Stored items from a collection
______________________________
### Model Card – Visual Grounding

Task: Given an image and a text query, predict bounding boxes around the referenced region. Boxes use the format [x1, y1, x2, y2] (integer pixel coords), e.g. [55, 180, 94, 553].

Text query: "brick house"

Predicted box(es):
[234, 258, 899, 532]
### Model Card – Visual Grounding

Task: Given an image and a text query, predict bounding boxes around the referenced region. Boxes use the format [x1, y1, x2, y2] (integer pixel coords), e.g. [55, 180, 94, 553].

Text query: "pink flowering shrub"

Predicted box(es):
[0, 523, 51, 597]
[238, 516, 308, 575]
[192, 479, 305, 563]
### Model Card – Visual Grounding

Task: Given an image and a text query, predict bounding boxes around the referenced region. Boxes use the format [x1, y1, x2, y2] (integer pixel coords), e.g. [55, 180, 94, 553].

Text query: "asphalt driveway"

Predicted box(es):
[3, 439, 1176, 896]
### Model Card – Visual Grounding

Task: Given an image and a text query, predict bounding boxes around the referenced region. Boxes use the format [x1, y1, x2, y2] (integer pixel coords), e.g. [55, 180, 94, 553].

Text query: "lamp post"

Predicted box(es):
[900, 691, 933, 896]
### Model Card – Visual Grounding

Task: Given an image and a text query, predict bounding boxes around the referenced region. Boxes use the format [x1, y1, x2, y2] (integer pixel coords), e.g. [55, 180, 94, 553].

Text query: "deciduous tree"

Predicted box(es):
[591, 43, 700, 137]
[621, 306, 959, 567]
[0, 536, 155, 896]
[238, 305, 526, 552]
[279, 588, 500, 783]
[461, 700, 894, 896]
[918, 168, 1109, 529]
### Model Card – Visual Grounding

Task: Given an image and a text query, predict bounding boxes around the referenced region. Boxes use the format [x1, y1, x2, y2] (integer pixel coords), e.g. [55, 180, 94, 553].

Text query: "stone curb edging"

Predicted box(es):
______________________________
Can you write out all of the items above again, renaming "Visual Grounding" to "Phrase Grounding" wherever it appears and leaving everything else unchanged?

Completed exercise -
### Model Card – Phrase Grounding

Task: Given an image and a text query, predict bounding boxes around the referenced region. Boxes use the format [x1, y1, x2, y2] (integer pixel coords), e.g. [55, 180, 94, 553].

Text query: "brick house"

Predicted box(es):
[234, 258, 899, 532]
### Model Card – Phrase Grounding

Task: Given an image and a text query, predict bounding boxes around the referenced region. Boxes use the format [x1, y1, x2, y2] (integer pixel coords), e.g. [55, 180, 94, 553].

Text query: "pink flowering shrub"

Predicted box(es):
[0, 523, 51, 597]
[238, 516, 308, 575]
[192, 479, 305, 563]
### Model Card – Phrase Grounding

Task: Given an image and a text query, predict bounding boxes around the referenced region. Boxes use the format [x1, y1, x2, y2] (integer pixel coords), e.g. [55, 180, 94, 553].

Text query: "asphalt driveway"

Predicted box(es):
[3, 439, 1176, 896]
### Model Card – Phrase Grounding

Task: Given an image and a text query, predict bounding boxes around the referenced region. Boxes use the format [x1, y1, x2, y2] (integer pixel coords), e.g. [55, 180, 94, 553].

Text query: "lamp post"

Predicted box(es):
[900, 691, 933, 896]
### Model Card – Phrase Grounding

Task: Given an image and a text query, predict bounding boxes around the referenced region. Boxes use the format [x1, y1, x2, y2] (integer pixel coords), e.g. [55, 180, 94, 553].

Text query: "deciduous tree"

Predicted box(es):
[591, 43, 700, 137]
[621, 306, 959, 567]
[0, 536, 155, 896]
[238, 305, 526, 552]
[279, 588, 500, 783]
[461, 700, 894, 896]
[918, 168, 1109, 529]
### Model Card – Phrase Grounding

Task: Given an image and a text query, predict bounding boxes around the referenced region. Boxes use the format [x1, y1, x2, y2] (integer pixel coords), e.g. [55, 180, 94, 553].

Text query: "stone curb edging"

Predicted box(es):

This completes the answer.